WHAT IS REQUIRED:
Find every line in the records below that contains the word "canopy" and copy each one. Case counts.

EXCERPTED DATA:
════════════════════
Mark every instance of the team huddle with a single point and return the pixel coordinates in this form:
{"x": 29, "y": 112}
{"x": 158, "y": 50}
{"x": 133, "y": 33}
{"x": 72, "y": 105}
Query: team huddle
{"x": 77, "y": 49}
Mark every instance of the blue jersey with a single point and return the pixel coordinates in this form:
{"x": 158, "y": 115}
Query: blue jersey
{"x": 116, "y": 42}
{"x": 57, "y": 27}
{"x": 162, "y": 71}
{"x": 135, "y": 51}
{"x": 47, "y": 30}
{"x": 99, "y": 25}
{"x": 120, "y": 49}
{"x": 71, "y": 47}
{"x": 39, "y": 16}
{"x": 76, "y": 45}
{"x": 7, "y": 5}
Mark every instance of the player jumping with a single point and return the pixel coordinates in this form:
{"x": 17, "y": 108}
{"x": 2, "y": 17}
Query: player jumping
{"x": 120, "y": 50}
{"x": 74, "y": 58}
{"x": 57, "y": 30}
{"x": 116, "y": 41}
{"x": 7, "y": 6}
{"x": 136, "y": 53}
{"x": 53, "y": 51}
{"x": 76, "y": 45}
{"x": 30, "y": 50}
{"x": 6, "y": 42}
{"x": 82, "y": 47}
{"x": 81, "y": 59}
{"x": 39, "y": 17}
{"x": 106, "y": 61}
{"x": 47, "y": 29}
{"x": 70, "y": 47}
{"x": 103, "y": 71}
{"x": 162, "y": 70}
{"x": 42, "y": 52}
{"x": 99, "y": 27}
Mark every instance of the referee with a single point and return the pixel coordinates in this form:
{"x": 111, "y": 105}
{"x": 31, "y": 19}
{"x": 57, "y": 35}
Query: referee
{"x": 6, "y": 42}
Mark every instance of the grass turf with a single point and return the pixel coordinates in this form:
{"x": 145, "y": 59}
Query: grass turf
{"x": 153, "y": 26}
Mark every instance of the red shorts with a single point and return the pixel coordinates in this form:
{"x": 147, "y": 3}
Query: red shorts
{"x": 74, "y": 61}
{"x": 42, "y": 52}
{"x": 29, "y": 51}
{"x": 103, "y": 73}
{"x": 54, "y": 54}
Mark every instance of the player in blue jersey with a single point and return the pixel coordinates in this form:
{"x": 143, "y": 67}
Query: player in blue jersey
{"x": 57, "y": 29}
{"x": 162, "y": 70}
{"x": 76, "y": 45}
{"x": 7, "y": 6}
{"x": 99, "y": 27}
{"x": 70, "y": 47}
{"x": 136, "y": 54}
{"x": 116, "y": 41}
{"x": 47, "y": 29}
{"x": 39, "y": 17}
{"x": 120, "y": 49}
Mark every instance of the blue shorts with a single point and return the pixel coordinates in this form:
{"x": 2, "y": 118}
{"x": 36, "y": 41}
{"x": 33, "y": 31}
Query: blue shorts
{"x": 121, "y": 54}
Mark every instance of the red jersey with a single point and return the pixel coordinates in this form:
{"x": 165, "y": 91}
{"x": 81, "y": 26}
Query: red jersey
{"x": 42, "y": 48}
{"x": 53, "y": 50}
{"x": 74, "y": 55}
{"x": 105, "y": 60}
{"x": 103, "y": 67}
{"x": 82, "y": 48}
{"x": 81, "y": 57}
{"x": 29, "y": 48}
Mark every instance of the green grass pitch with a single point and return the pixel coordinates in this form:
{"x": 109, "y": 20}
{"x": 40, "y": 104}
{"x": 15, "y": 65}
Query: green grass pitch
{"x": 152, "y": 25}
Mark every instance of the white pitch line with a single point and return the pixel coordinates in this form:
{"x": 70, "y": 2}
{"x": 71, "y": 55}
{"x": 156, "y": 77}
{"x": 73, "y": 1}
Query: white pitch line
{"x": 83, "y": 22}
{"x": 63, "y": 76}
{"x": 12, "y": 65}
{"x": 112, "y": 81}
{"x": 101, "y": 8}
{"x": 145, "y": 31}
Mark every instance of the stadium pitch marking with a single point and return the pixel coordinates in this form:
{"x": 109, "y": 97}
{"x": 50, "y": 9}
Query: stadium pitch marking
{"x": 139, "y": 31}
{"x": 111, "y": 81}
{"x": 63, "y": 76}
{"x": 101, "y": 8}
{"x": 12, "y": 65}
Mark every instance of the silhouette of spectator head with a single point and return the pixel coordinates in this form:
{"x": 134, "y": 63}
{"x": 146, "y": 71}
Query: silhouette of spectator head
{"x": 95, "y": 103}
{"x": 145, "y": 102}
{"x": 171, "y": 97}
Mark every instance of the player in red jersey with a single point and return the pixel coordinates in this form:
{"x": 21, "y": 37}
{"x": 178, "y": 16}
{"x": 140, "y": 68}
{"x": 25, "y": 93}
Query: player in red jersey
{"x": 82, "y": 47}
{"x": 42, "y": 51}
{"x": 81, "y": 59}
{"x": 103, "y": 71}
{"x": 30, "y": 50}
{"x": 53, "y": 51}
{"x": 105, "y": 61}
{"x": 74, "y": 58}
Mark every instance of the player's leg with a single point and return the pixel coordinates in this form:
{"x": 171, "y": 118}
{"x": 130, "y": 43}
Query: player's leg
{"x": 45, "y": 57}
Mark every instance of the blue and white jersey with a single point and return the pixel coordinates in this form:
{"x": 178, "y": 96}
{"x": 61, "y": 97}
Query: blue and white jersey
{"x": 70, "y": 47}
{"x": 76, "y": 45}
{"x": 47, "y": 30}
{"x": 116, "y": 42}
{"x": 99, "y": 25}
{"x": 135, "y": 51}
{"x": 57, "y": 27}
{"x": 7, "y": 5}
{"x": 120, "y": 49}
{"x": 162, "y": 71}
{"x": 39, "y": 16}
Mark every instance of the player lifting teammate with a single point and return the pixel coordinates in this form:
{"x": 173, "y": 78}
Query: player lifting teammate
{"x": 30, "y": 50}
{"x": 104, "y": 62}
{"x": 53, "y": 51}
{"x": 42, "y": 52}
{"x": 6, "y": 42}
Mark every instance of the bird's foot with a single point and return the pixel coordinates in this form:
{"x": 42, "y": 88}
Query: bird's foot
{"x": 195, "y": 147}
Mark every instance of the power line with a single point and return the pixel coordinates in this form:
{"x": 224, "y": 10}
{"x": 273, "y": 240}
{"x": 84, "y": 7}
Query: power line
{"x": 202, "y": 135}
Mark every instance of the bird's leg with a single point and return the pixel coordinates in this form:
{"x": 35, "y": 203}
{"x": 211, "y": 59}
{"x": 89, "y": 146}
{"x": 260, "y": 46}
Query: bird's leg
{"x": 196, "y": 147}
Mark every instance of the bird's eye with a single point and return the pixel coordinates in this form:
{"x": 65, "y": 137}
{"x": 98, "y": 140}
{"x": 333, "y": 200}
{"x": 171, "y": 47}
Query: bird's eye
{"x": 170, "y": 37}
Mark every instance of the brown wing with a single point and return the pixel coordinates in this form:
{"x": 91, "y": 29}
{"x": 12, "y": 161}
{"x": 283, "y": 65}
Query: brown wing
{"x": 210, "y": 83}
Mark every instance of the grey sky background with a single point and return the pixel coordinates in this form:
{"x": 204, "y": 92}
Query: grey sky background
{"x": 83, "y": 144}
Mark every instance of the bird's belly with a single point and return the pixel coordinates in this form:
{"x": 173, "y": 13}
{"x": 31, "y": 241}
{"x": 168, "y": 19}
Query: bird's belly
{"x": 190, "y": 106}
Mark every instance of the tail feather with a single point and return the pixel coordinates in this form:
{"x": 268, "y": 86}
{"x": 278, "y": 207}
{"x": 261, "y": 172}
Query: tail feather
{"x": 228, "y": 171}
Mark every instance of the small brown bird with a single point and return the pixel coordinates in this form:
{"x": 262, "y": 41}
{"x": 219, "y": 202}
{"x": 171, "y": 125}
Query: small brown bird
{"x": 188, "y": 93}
════════════════════
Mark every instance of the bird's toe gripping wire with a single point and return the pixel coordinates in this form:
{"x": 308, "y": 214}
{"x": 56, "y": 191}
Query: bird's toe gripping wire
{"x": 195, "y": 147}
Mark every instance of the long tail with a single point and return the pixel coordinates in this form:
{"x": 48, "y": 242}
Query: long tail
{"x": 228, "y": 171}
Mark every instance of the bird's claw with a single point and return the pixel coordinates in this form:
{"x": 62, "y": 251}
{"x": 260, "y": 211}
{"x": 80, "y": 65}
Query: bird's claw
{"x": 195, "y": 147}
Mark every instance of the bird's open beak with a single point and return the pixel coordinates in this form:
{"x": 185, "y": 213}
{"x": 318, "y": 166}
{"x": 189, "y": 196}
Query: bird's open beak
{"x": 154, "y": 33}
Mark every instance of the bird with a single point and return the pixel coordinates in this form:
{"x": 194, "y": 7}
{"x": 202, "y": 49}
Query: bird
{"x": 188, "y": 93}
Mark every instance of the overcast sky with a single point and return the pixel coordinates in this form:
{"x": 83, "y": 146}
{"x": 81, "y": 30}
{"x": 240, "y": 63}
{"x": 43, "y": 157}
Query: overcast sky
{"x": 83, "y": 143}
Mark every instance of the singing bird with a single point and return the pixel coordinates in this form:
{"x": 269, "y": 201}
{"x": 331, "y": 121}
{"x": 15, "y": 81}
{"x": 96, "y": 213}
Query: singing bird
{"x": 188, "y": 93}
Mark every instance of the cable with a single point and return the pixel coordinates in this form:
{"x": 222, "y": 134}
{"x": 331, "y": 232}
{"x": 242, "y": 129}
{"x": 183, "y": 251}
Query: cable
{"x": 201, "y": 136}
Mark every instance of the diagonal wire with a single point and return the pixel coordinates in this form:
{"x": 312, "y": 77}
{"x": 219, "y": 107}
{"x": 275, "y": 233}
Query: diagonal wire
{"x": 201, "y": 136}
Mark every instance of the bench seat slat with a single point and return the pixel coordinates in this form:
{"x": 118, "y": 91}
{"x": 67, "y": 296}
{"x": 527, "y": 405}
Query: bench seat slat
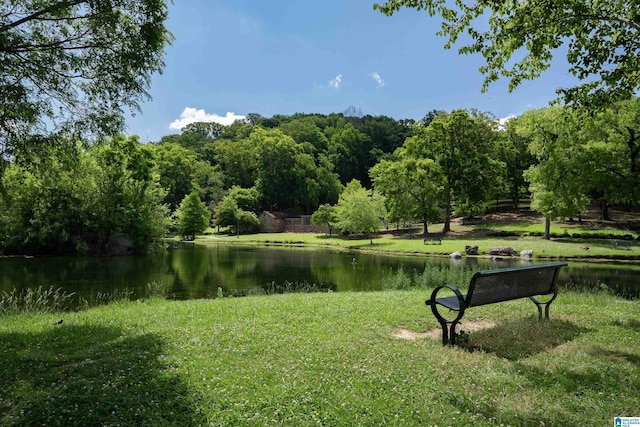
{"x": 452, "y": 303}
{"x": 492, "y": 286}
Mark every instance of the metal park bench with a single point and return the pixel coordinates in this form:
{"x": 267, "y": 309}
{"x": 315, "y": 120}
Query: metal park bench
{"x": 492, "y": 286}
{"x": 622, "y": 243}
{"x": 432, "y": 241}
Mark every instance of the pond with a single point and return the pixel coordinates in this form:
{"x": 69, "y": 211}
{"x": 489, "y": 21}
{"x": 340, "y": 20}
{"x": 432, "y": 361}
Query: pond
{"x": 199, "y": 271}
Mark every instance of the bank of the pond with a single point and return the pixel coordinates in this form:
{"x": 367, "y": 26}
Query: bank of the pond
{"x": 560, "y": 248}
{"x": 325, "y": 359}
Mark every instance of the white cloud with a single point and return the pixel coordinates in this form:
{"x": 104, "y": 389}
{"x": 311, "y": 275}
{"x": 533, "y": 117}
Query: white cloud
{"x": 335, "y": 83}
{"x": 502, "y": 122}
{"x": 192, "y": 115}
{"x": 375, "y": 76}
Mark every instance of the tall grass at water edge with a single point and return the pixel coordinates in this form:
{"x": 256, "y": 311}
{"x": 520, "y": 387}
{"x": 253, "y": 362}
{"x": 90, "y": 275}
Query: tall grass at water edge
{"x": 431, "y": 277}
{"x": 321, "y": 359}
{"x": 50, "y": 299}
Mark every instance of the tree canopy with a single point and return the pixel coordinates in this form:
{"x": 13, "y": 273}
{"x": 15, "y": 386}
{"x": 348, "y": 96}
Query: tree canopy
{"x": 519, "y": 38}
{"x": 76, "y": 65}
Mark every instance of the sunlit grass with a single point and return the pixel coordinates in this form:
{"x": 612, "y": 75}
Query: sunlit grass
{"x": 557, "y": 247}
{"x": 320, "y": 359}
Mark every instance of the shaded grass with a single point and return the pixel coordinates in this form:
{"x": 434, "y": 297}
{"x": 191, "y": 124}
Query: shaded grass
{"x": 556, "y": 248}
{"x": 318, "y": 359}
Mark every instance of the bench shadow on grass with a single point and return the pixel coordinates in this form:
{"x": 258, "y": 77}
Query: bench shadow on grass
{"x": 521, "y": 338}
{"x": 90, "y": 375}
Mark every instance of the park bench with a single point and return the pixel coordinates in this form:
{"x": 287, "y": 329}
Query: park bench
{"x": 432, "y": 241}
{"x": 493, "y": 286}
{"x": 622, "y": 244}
════════════════════
TASK ANSWER:
Mark every instance of the tree canopy with a single point and return the pixel coordinates in this form:
Query: tree canopy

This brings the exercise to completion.